(begin)
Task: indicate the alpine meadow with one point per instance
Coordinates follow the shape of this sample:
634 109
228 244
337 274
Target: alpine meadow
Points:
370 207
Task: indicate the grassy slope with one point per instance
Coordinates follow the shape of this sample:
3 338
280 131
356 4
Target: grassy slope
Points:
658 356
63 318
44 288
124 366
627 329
(end)
(begin)
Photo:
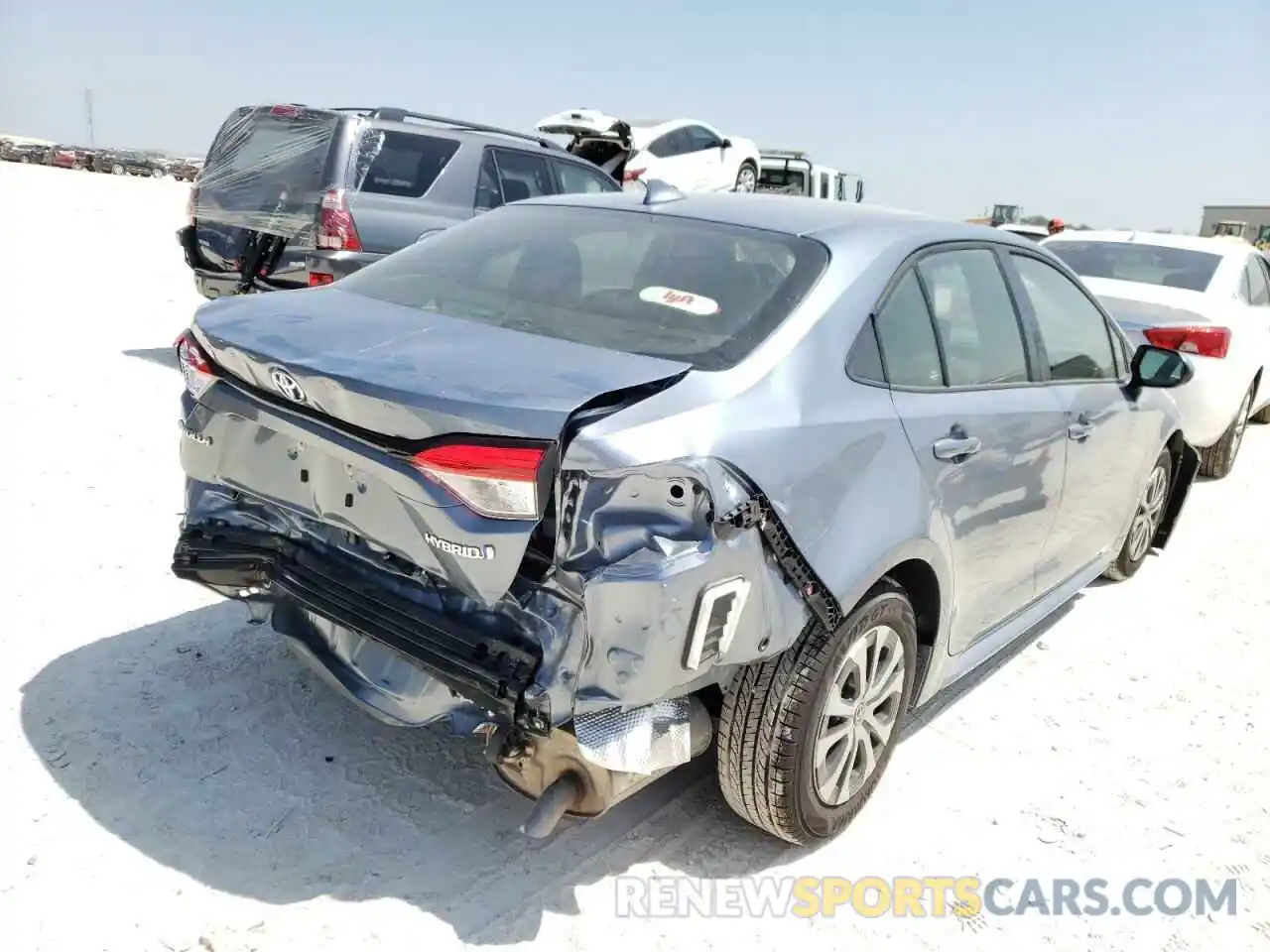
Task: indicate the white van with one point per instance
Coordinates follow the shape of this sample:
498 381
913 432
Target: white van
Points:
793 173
(end)
### DIRECTIONS FOR THIS TASK:
Gather every line in the rows above that contains the word "slope" and copy each one in full. Case counts.

### TASK SOLUTION:
Task: indicate the grassy slope with one point per instance
Target: grassy slope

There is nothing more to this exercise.